[Collected data]
________

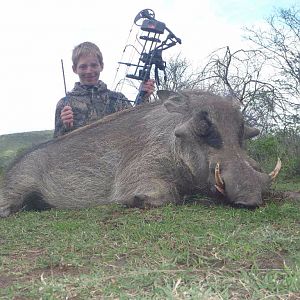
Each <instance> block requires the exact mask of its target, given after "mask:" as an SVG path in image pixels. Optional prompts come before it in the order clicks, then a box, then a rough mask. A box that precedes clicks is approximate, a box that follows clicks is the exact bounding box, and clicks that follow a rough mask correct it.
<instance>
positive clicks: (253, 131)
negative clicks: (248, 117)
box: [244, 126, 260, 140]
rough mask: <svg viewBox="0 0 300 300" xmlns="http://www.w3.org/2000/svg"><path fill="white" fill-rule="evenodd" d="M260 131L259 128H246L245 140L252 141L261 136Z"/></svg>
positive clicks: (244, 133)
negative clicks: (254, 137) (255, 138)
mask: <svg viewBox="0 0 300 300" xmlns="http://www.w3.org/2000/svg"><path fill="white" fill-rule="evenodd" d="M259 133H260V131H259V129H257V128H253V127H248V126H245V128H244V139H245V140H248V139H252V138H254V137H255V136H257V135H259Z"/></svg>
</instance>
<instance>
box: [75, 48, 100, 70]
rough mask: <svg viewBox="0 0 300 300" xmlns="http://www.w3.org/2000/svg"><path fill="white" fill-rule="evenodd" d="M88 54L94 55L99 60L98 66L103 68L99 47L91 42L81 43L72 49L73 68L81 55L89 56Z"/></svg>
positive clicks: (78, 60) (75, 64)
mask: <svg viewBox="0 0 300 300" xmlns="http://www.w3.org/2000/svg"><path fill="white" fill-rule="evenodd" d="M89 54H93V55H95V56H96V57H97V58H98V60H99V63H100V66H101V67H102V68H103V66H104V63H103V56H102V53H101V51H100V49H99V47H98V46H97V45H95V44H93V43H91V42H83V43H81V44H79V45H78V46H76V47H75V48H74V49H73V52H72V61H73V66H74V67H75V68H76V67H77V64H78V61H79V59H80V57H81V56H82V55H89Z"/></svg>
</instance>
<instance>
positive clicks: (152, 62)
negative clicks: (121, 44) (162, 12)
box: [115, 9, 181, 105]
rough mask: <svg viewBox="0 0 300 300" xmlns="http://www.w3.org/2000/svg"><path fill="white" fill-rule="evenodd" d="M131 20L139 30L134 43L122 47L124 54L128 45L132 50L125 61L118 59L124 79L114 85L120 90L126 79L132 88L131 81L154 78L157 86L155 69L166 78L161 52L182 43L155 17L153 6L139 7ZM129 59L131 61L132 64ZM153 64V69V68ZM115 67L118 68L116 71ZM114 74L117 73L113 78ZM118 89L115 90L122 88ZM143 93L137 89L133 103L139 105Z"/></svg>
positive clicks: (164, 69) (166, 26)
mask: <svg viewBox="0 0 300 300" xmlns="http://www.w3.org/2000/svg"><path fill="white" fill-rule="evenodd" d="M133 23H134V24H135V25H136V26H137V27H139V31H140V32H139V33H137V34H136V37H135V41H134V43H135V44H137V45H134V43H132V44H130V43H127V45H126V46H125V48H124V51H123V55H124V54H125V52H126V50H128V49H129V48H130V49H131V50H132V52H131V54H130V56H129V58H128V59H127V60H128V61H126V62H124V61H120V62H118V63H119V66H120V65H124V66H126V72H125V78H124V79H122V80H120V81H119V82H118V83H117V87H118V85H119V84H120V83H121V89H122V87H123V85H124V83H125V82H127V83H128V84H129V86H131V87H132V86H136V85H135V84H134V83H133V82H132V80H138V81H141V82H145V81H147V80H148V79H150V78H154V79H155V82H156V85H157V87H159V85H160V80H159V73H158V71H162V72H163V73H164V80H165V81H166V79H167V78H166V71H165V69H166V62H165V61H164V60H163V59H162V53H163V51H164V50H167V49H169V48H171V47H173V46H175V45H176V44H177V43H178V44H181V39H179V38H177V37H176V36H175V35H174V33H173V32H171V30H170V29H169V28H168V27H167V26H166V24H165V23H163V22H161V21H158V20H156V19H155V13H154V11H153V10H152V9H144V10H141V11H140V12H139V13H138V14H137V15H136V17H135V18H134V22H133ZM131 31H132V30H131ZM131 31H130V32H131ZM128 39H129V38H128ZM129 46H130V47H129ZM122 60H123V56H122ZM132 61H134V63H133V62H132ZM136 61H137V62H136ZM153 67H154V70H152V69H153ZM118 70H119V67H118V69H117V72H118ZM152 71H153V73H154V76H153V77H151V74H152ZM116 77H117V74H116V76H115V78H116ZM128 81H129V82H128ZM117 87H116V88H117ZM121 89H119V90H118V91H121ZM144 94H145V92H144V91H139V92H138V95H137V96H136V99H135V101H134V103H135V105H138V104H140V103H142V102H143V101H144V100H143V97H144Z"/></svg>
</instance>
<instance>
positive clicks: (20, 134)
mask: <svg viewBox="0 0 300 300" xmlns="http://www.w3.org/2000/svg"><path fill="white" fill-rule="evenodd" d="M52 136H53V131H52V130H44V131H31V132H21V133H13V134H5V135H0V171H1V170H2V169H3V168H5V167H6V166H7V165H8V163H9V162H10V161H11V160H12V159H13V158H14V157H15V156H16V154H17V153H18V152H19V151H21V150H24V149H26V148H29V147H32V146H33V145H36V144H39V143H42V142H44V141H47V140H49V139H51V138H52Z"/></svg>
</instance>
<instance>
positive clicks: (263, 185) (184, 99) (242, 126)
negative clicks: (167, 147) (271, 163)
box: [159, 91, 281, 207]
mask: <svg viewBox="0 0 300 300" xmlns="http://www.w3.org/2000/svg"><path fill="white" fill-rule="evenodd" d="M159 96H160V98H162V99H165V100H164V104H165V107H166V108H167V110H168V111H169V112H173V113H178V114H180V115H179V117H181V118H182V122H181V123H180V124H179V125H178V126H177V128H176V129H175V136H176V141H175V144H176V145H177V152H178V154H179V155H180V157H181V158H182V160H183V161H184V162H185V164H186V165H188V166H189V169H190V170H191V171H192V173H193V175H194V177H195V178H196V182H197V183H196V184H197V185H198V186H202V185H203V182H204V181H206V183H207V188H208V189H209V190H210V192H212V193H216V194H219V195H223V196H224V199H226V201H229V202H230V203H232V204H234V205H235V206H238V207H256V206H259V205H261V204H262V195H263V193H264V192H265V191H266V190H267V189H268V188H269V186H270V183H271V182H272V180H273V179H274V178H275V177H276V176H277V174H278V172H279V170H280V168H281V162H280V159H278V162H277V165H276V167H275V169H274V171H272V172H271V173H270V174H267V173H265V172H264V171H263V170H262V169H261V168H260V166H259V165H258V163H257V162H256V161H254V160H253V159H251V158H250V157H249V156H248V155H247V154H246V151H245V150H244V141H245V140H246V139H250V138H253V137H255V136H257V135H258V134H259V130H258V129H255V128H250V127H248V126H246V125H245V124H244V120H243V117H242V113H241V111H240V105H239V103H237V102H236V101H234V100H232V99H229V98H228V99H226V98H221V97H218V96H216V95H212V94H207V93H204V92H201V91H199V92H196V91H189V92H187V91H186V92H182V93H173V92H166V91H161V92H159ZM200 102H201V105H199V103H200Z"/></svg>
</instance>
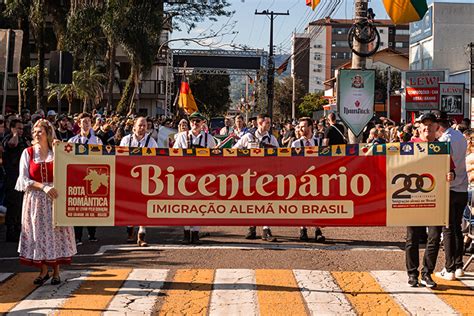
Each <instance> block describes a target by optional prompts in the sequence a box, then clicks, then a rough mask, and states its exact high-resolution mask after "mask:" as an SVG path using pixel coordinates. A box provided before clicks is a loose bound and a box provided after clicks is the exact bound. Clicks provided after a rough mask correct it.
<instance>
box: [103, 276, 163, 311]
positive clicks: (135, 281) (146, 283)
mask: <svg viewBox="0 0 474 316" xmlns="http://www.w3.org/2000/svg"><path fill="white" fill-rule="evenodd" d="M168 273H169V270H164V269H161V270H154V269H133V271H132V272H131V273H130V274H129V276H128V278H127V280H126V281H125V283H124V284H123V285H122V287H121V288H120V289H119V291H118V292H117V294H116V295H115V296H114V298H113V300H112V301H111V302H110V304H109V306H108V307H107V312H105V313H104V314H103V315H104V316H110V315H138V314H141V315H149V314H151V313H152V312H153V308H154V306H155V302H156V300H157V299H158V294H159V293H160V291H161V288H162V287H163V285H164V283H165V281H166V276H167V275H168Z"/></svg>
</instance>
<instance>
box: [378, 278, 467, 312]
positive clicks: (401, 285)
mask: <svg viewBox="0 0 474 316" xmlns="http://www.w3.org/2000/svg"><path fill="white" fill-rule="evenodd" d="M371 273H372V275H373V276H374V277H375V279H376V280H377V282H378V283H379V285H380V286H381V287H382V289H383V290H384V291H385V292H387V293H388V294H390V295H391V296H392V297H393V298H394V299H395V301H396V302H397V303H398V304H399V305H401V306H402V307H403V308H404V309H405V310H406V311H408V313H410V314H411V315H428V314H429V315H457V314H458V313H456V311H455V310H453V309H452V308H451V307H450V306H449V305H448V304H446V303H445V302H444V301H443V300H441V299H440V298H439V297H437V296H436V295H434V294H433V292H432V291H431V290H429V289H428V288H426V287H410V286H409V285H408V283H407V281H408V276H407V274H406V272H404V271H372V272H371Z"/></svg>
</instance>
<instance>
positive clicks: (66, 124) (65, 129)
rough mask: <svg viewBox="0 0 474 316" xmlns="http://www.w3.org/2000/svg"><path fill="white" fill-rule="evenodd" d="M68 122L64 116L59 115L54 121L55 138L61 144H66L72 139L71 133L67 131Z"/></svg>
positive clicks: (66, 117) (61, 114)
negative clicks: (67, 141)
mask: <svg viewBox="0 0 474 316" xmlns="http://www.w3.org/2000/svg"><path fill="white" fill-rule="evenodd" d="M68 124H69V120H68V118H67V116H66V115H64V114H61V115H60V116H59V117H58V120H57V121H56V125H57V129H56V138H57V139H58V140H60V141H62V142H67V141H68V140H69V139H71V138H72V137H74V134H73V132H72V131H71V130H70V129H68Z"/></svg>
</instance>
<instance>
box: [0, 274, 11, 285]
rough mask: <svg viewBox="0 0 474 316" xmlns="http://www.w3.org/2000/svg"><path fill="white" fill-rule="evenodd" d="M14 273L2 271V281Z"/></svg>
mask: <svg viewBox="0 0 474 316" xmlns="http://www.w3.org/2000/svg"><path fill="white" fill-rule="evenodd" d="M12 274H13V273H8V272H7V273H0V283H2V282H3V281H5V280H6V279H8V278H9V277H10V276H11V275H12Z"/></svg>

________

**What needs to be done**.
Beginning at the line that holds "negative clicks: (67, 141)", reproduce each line of the records above down to and including the last one.

**Problem solution**.
negative clicks: (67, 141)
mask: <svg viewBox="0 0 474 316" xmlns="http://www.w3.org/2000/svg"><path fill="white" fill-rule="evenodd" d="M68 124H69V120H68V118H67V116H66V115H64V114H61V115H60V116H59V117H58V120H57V121H56V125H57V129H56V138H57V139H58V140H60V141H62V142H67V141H68V140H69V139H71V138H72V137H74V134H73V132H72V131H71V130H70V129H68Z"/></svg>
</instance>
<instance>
box: [0, 274, 11, 285]
rough mask: <svg viewBox="0 0 474 316" xmlns="http://www.w3.org/2000/svg"><path fill="white" fill-rule="evenodd" d="M14 273L2 271V281Z"/></svg>
mask: <svg viewBox="0 0 474 316" xmlns="http://www.w3.org/2000/svg"><path fill="white" fill-rule="evenodd" d="M12 274H13V273H8V272H7V273H0V283H2V282H3V281H5V280H6V279H8V278H9V277H10V276H11V275H12Z"/></svg>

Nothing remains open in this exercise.